The task: Retype the lines from the one containing "indicate the madagascar" through the last line of the entries below, exactly and in full, omitting every image.

(Point-per-instance localization data)
■ ■ ■ ■

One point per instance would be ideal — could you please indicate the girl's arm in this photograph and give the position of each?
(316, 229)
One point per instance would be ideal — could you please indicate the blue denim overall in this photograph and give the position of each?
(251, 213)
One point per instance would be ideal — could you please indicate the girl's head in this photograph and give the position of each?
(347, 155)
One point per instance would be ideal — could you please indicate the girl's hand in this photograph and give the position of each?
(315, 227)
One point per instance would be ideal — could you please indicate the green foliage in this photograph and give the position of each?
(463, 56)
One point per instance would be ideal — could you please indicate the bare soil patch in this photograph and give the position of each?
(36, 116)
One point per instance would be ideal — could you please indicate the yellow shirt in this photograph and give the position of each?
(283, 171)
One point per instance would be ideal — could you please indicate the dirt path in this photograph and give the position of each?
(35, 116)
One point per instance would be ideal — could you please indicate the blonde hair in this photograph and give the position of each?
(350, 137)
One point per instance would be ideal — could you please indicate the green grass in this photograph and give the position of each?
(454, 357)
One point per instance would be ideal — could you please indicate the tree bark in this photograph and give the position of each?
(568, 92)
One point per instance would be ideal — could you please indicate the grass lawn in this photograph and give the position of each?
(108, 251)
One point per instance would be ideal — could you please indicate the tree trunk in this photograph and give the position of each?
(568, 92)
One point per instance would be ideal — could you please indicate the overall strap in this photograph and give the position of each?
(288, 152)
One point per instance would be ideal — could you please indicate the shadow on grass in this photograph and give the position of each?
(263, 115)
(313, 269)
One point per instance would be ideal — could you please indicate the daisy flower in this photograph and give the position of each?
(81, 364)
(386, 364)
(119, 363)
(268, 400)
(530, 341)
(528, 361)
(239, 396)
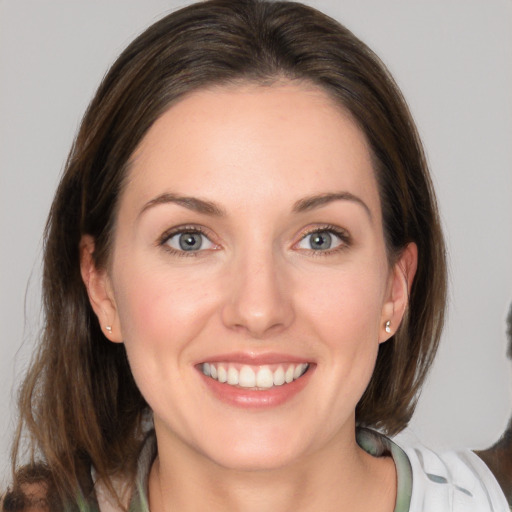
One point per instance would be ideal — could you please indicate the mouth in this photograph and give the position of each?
(254, 377)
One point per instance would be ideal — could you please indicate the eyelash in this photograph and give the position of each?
(164, 239)
(341, 234)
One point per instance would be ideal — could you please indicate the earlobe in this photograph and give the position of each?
(99, 290)
(401, 279)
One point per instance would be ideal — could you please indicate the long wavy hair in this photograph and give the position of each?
(79, 405)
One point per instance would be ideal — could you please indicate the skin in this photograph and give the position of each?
(499, 459)
(256, 287)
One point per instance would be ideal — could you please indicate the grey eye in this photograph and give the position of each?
(189, 241)
(320, 241)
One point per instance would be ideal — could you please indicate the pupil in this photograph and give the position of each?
(321, 241)
(190, 241)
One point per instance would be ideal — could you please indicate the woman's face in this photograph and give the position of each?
(249, 247)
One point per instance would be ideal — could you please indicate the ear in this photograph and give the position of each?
(399, 286)
(99, 290)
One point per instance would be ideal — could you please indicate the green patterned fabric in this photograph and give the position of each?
(372, 442)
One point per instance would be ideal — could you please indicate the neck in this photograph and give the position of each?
(342, 476)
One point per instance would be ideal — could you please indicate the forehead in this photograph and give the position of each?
(281, 140)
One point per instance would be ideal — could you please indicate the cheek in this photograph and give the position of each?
(157, 306)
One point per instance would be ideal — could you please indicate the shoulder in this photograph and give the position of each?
(455, 481)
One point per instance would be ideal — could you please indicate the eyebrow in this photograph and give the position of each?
(317, 201)
(191, 203)
(209, 208)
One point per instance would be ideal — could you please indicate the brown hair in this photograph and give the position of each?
(79, 403)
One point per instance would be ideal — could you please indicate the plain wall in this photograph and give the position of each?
(453, 61)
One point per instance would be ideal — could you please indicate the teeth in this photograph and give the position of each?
(247, 377)
(260, 377)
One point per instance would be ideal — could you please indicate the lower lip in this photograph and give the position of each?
(257, 399)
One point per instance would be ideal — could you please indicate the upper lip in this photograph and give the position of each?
(255, 359)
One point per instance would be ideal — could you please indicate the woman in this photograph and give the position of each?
(243, 263)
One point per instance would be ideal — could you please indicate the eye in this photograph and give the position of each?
(322, 240)
(188, 241)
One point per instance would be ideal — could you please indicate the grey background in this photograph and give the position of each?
(453, 61)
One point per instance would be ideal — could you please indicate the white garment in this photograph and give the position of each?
(452, 482)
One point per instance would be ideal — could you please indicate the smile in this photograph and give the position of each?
(254, 377)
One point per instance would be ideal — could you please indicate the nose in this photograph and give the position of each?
(258, 299)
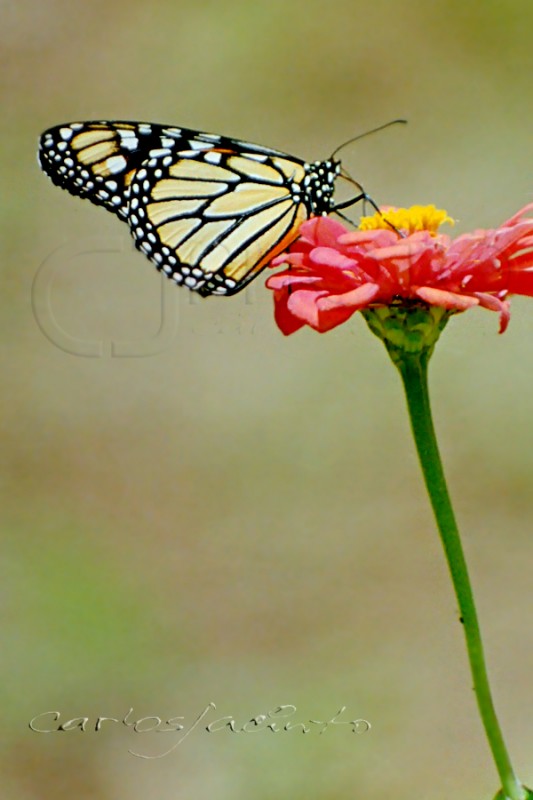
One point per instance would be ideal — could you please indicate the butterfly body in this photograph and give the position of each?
(210, 211)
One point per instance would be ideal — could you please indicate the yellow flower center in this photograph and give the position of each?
(410, 220)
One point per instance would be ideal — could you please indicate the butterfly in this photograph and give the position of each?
(210, 211)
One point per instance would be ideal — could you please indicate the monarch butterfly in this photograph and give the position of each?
(211, 212)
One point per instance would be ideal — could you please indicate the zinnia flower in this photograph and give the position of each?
(334, 272)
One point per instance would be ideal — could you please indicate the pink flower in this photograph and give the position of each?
(334, 272)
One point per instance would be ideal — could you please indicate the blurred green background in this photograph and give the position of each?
(239, 517)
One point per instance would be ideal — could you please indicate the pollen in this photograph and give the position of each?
(416, 218)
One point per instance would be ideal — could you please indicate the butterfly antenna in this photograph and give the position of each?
(364, 198)
(368, 133)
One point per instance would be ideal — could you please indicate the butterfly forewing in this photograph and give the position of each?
(208, 210)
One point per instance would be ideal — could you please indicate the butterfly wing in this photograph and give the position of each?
(212, 217)
(208, 210)
(97, 160)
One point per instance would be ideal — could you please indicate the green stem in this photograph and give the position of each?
(413, 369)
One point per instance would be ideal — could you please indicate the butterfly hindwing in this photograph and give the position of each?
(212, 218)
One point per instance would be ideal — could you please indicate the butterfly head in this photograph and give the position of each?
(319, 185)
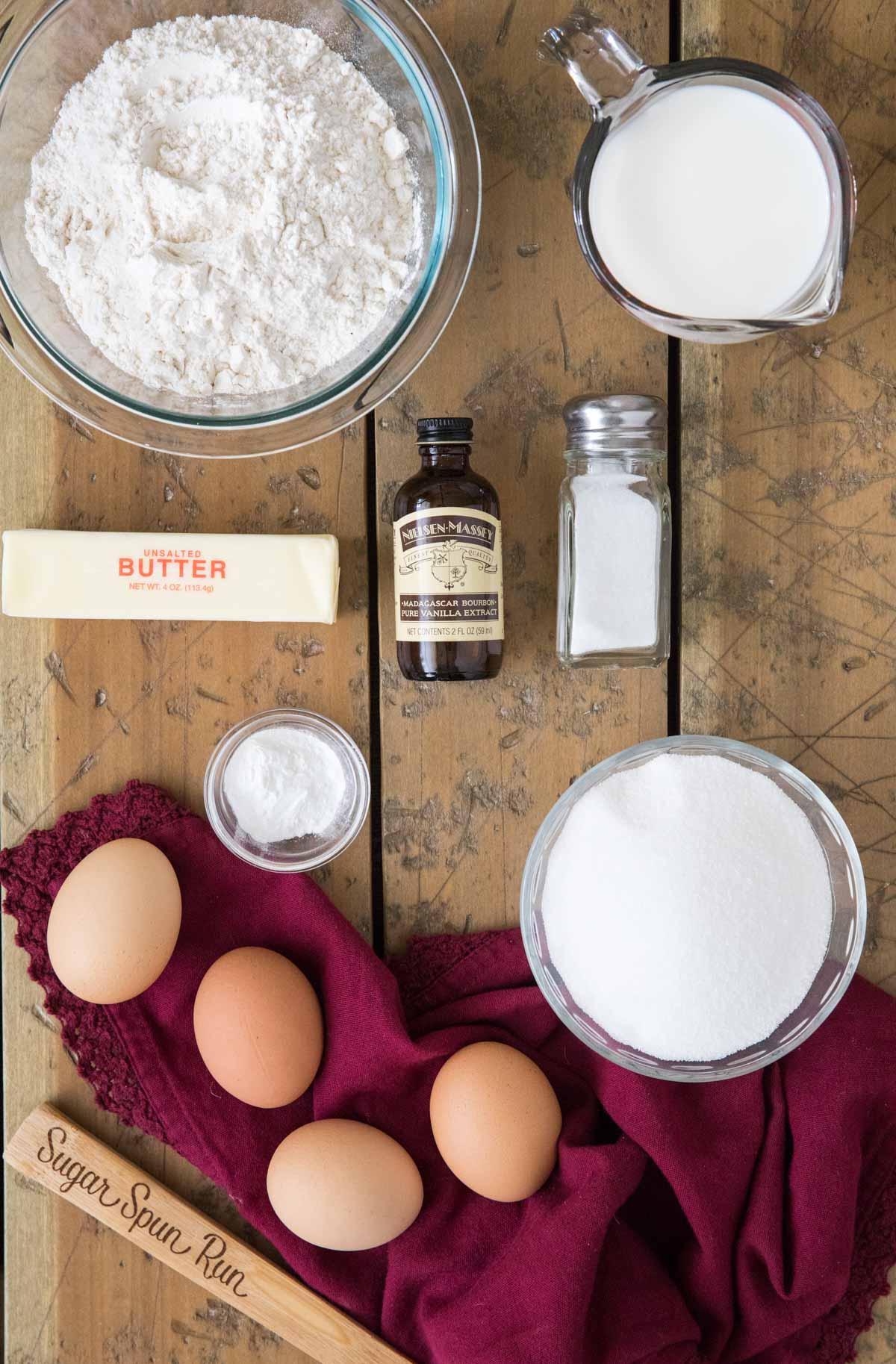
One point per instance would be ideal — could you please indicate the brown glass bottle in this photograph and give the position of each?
(449, 590)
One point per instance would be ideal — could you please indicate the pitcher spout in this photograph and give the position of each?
(602, 64)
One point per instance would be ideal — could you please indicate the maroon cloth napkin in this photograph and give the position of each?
(747, 1220)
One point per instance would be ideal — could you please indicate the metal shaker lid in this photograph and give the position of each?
(623, 414)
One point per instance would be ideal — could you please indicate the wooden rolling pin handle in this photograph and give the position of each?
(69, 1161)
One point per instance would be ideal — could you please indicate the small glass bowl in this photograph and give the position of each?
(847, 924)
(311, 850)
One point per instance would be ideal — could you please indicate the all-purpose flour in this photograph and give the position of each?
(688, 906)
(225, 205)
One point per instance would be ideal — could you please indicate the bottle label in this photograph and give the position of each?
(449, 583)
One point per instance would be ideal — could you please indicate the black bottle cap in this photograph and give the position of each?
(445, 429)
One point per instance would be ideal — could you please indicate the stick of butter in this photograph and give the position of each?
(128, 576)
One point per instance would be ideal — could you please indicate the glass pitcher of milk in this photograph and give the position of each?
(714, 199)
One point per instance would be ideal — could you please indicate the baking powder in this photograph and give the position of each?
(225, 205)
(284, 783)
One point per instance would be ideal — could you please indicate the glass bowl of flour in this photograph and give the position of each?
(229, 228)
(693, 909)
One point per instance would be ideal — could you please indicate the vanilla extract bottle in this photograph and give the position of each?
(449, 577)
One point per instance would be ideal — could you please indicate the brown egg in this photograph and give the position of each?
(115, 922)
(495, 1121)
(258, 1026)
(344, 1186)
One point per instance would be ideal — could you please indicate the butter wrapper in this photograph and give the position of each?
(130, 576)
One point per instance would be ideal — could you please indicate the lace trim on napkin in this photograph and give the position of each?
(89, 1032)
(46, 859)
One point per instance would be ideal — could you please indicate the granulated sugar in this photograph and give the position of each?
(688, 906)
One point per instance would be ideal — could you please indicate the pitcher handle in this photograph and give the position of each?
(602, 64)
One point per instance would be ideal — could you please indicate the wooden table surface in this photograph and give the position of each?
(785, 621)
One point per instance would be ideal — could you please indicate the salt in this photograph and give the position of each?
(284, 783)
(688, 906)
(617, 544)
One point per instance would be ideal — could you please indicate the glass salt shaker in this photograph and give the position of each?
(615, 534)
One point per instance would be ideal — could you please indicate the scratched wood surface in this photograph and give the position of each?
(86, 707)
(471, 770)
(788, 458)
(788, 599)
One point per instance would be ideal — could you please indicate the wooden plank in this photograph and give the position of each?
(790, 488)
(84, 709)
(471, 770)
(48, 1146)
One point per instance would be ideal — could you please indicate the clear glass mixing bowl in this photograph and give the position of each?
(847, 925)
(47, 47)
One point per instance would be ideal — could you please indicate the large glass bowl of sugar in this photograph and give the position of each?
(663, 963)
(49, 46)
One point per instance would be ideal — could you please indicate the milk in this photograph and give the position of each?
(712, 202)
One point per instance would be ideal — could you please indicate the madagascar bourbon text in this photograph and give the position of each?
(449, 576)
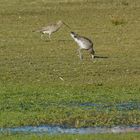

■ ■ ■ ■

Exercise result:
One point per instance would be ideal — could you please indicate the madagascar bourbon text in this photograph and give the position of each?
(449, 576)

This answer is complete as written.